- _THE PROBLEM_
Answer these questions about the article on the Maryland cigarette tax poll:
1. How many Marylanders did the telephone poll include?
2. What is the average retail price of a pack of cigarettes in Maryland?
3. At which university does economist Kenneth E. Warner work?

== DOCUMENT EXCERPT

Across party lines, voters favor raising cigarette tax by $1.50 Per-pack increase would nearly double price in Maryland

October 23, 1997|By Scott Shane | Scott Shane,SUN STAFF

Anti-smoking activists released a poll yesterday showing Maryland voters favor by nearly 2-to-1 a $1.50-a-pack increase in the state's cigarette tax and said teen smoking has become so potent a political issue that it can outweigh party loyalty.

The poll, conducted last month, showed that the Democratic majority said it would back a Republican legislative candidate who favored a cigarette tax increase over a Democrat who opposed one.

"We now know clearly where the majority of Marylanders stand," said state Del. Elizabeth Bobo, a Howard County Democrat who attended a news conference organized by Maryland Citizen Action and Smoke Free Maryland at the state medical society in Baltimore. "It's an eye-opener for any legislators who freeze up when they hear the word 'tax.' "

The telephone poll, paid for by the Abell Foundation and the Maryland State Teachers Association, included 602 Marylanders chosen at random who said they were likely to vote. It was conducted by the firm of pollster Celinda Lake.

Of those questioned, 62 percent said they favor or strongly favor an increase of $1.50 in the state tax of 36 cents, compared with 32 percent opposed or strongly opposed. Such an increase would nearly double the average retail price of a pack in Maryland, which is $1.80.

But the most striking results related to party affiliation. Asked which party's candidates they were more likely to support in a legislative race, those polled favored Democrats over Republicans 52 percent to 32 percent.

If the Democratic candidate favored the cigarette tax and the Republican opposed it, the gap widened to 52 percent to 25 percent. But if the Republican supported the tax and the Democrat opposed it, the numbers flipped, with 38 percent for the pro-tax Republican and 30 percent for the anti-tax Democrat.

"These numbers are startling," said Lake, a nationally prominent pollster who has worked mainly for Democrats. "Being willing to change your vote over an issue like this is very unusual."

Many public health experts say increasing the price of cigarettes is the surest and fastest way to reduce smoking, particularly by teens.

"In the short run, the single most effective measure we could take is to get the price up," said Kenneth E. Warner, an economist and smoking expert at the University of Michigan. "That's more effective in decreasing consumption than a ban on advertising or almost anything else."

But the tobacco industry says a state tax increase would encourage smuggling of cigarettes from adjoining states with lower prices. Tobacco Institute Vice President Walker Merryman said Maryland cigarette prices are already about $2 higher for a 10-pack carton than those in Virginia, Delaware and West Virginia.

====
== MATERIAL SUPPLIED

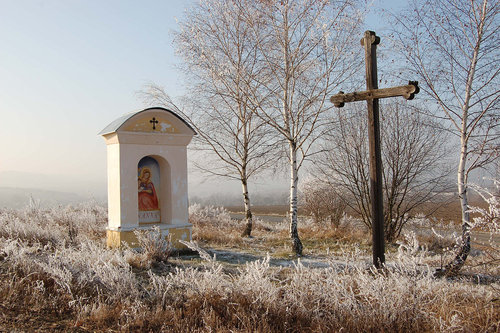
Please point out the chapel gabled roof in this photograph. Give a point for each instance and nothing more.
(116, 124)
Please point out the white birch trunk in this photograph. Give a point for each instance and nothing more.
(248, 210)
(294, 179)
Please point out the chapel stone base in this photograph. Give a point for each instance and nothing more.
(117, 238)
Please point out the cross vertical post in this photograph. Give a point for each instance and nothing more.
(370, 42)
(371, 96)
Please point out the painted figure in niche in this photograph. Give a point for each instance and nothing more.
(148, 200)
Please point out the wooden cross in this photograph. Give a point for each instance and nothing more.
(371, 95)
(154, 122)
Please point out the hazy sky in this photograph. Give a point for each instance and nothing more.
(68, 68)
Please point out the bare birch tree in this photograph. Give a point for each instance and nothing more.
(221, 61)
(452, 45)
(413, 154)
(308, 49)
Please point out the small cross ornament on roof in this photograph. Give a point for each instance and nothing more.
(154, 122)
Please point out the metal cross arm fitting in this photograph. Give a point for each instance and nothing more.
(408, 92)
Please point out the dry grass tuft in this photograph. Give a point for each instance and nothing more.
(54, 279)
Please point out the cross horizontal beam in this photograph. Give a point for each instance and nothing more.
(408, 92)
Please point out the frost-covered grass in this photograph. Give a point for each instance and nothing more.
(57, 275)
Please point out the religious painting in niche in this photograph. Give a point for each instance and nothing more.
(148, 182)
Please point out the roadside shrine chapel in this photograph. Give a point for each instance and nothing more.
(147, 176)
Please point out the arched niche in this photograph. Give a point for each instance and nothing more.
(154, 190)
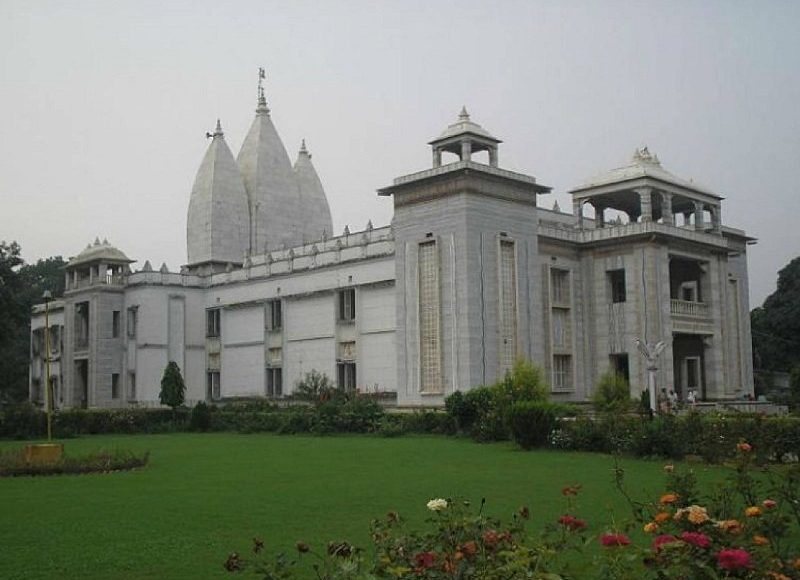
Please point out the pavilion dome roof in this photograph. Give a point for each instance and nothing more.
(464, 125)
(100, 252)
(643, 164)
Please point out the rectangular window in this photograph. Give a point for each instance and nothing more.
(132, 321)
(274, 315)
(562, 372)
(560, 327)
(616, 280)
(620, 365)
(115, 386)
(212, 322)
(274, 381)
(429, 319)
(346, 372)
(347, 304)
(212, 385)
(508, 305)
(559, 286)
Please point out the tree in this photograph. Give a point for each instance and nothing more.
(14, 325)
(776, 325)
(21, 286)
(173, 389)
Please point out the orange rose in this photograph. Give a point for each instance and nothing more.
(760, 540)
(662, 517)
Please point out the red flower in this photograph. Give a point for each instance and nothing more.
(490, 538)
(733, 559)
(572, 523)
(425, 560)
(696, 539)
(661, 540)
(614, 540)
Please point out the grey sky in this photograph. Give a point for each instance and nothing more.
(105, 105)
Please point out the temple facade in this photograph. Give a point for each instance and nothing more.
(471, 274)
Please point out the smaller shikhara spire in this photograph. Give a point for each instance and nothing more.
(262, 100)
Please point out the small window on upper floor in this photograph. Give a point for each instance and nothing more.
(274, 315)
(133, 315)
(559, 286)
(212, 322)
(347, 304)
(616, 281)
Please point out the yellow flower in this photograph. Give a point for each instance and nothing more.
(668, 498)
(662, 517)
(753, 511)
(650, 527)
(697, 515)
(732, 526)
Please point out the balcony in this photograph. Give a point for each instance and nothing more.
(688, 309)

====

- _SOLUTION TO THIS PROBLEM_
1. 602
2. $1.80
3. The University of Michigan